■ **TWOJE ZADANIE**
Zredaguj wiersze od tego, który zawiera „stainless steel refrigerator”, aż do ostatniego wiersza włącznie, zastępując „jar” przez „bottle”. Resztę pozostaw bez zmian i podaj tylko te wiersze.

■ **PODANE WIERSZE**
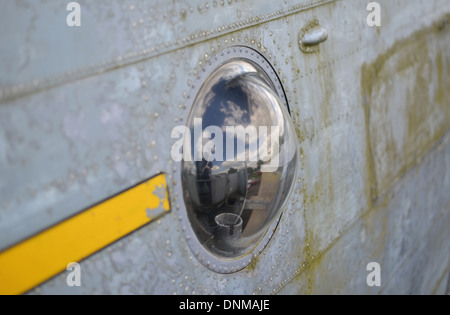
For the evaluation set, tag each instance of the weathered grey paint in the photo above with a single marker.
(87, 112)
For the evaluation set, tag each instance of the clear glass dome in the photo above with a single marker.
(243, 157)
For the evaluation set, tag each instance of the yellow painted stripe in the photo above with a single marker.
(35, 260)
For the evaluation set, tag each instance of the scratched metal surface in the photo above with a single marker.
(87, 112)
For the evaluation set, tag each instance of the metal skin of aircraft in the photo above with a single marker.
(92, 200)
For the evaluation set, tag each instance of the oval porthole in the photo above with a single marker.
(240, 158)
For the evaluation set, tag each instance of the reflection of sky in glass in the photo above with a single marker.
(238, 95)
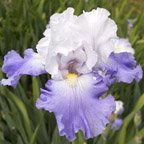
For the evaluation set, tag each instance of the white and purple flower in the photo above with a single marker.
(84, 56)
(117, 123)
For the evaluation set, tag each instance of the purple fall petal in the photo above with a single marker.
(124, 66)
(14, 66)
(116, 125)
(78, 106)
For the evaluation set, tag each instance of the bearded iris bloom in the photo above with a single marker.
(117, 123)
(84, 56)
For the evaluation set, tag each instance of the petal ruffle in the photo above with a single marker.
(14, 66)
(125, 66)
(116, 125)
(77, 105)
(120, 67)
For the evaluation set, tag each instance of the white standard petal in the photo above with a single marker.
(122, 45)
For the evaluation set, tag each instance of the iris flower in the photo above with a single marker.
(84, 56)
(117, 123)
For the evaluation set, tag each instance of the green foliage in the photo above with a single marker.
(22, 23)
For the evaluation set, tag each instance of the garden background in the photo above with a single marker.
(22, 23)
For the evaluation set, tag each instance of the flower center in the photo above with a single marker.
(72, 78)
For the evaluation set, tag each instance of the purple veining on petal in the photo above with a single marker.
(120, 67)
(14, 66)
(79, 106)
(116, 125)
(125, 64)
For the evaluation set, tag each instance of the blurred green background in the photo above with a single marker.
(22, 23)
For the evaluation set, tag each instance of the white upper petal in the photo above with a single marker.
(84, 38)
(122, 45)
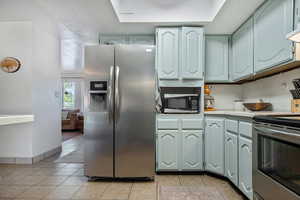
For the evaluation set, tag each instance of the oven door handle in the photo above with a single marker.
(282, 135)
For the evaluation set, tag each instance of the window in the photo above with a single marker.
(69, 95)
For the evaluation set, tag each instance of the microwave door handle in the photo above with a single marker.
(285, 136)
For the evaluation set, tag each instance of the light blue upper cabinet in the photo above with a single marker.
(168, 53)
(214, 145)
(167, 144)
(216, 58)
(192, 53)
(242, 51)
(272, 22)
(245, 167)
(192, 150)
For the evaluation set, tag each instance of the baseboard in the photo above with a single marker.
(30, 160)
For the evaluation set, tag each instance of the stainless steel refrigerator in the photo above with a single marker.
(120, 125)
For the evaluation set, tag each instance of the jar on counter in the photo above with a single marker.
(238, 105)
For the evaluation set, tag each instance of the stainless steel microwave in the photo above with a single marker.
(180, 103)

■ **PEŁNE ROZWIĄZANIE**
For the evaluation set, tag each instance of the stainless steel refrigerator in the photo above with a single marker.
(120, 125)
For the evaluation set, tag each instance of the bottle on counter in the photo above with a single marker.
(238, 105)
For the evaluation set, tag each instance of the stainless steel microwave in the photo above with a single marker.
(180, 103)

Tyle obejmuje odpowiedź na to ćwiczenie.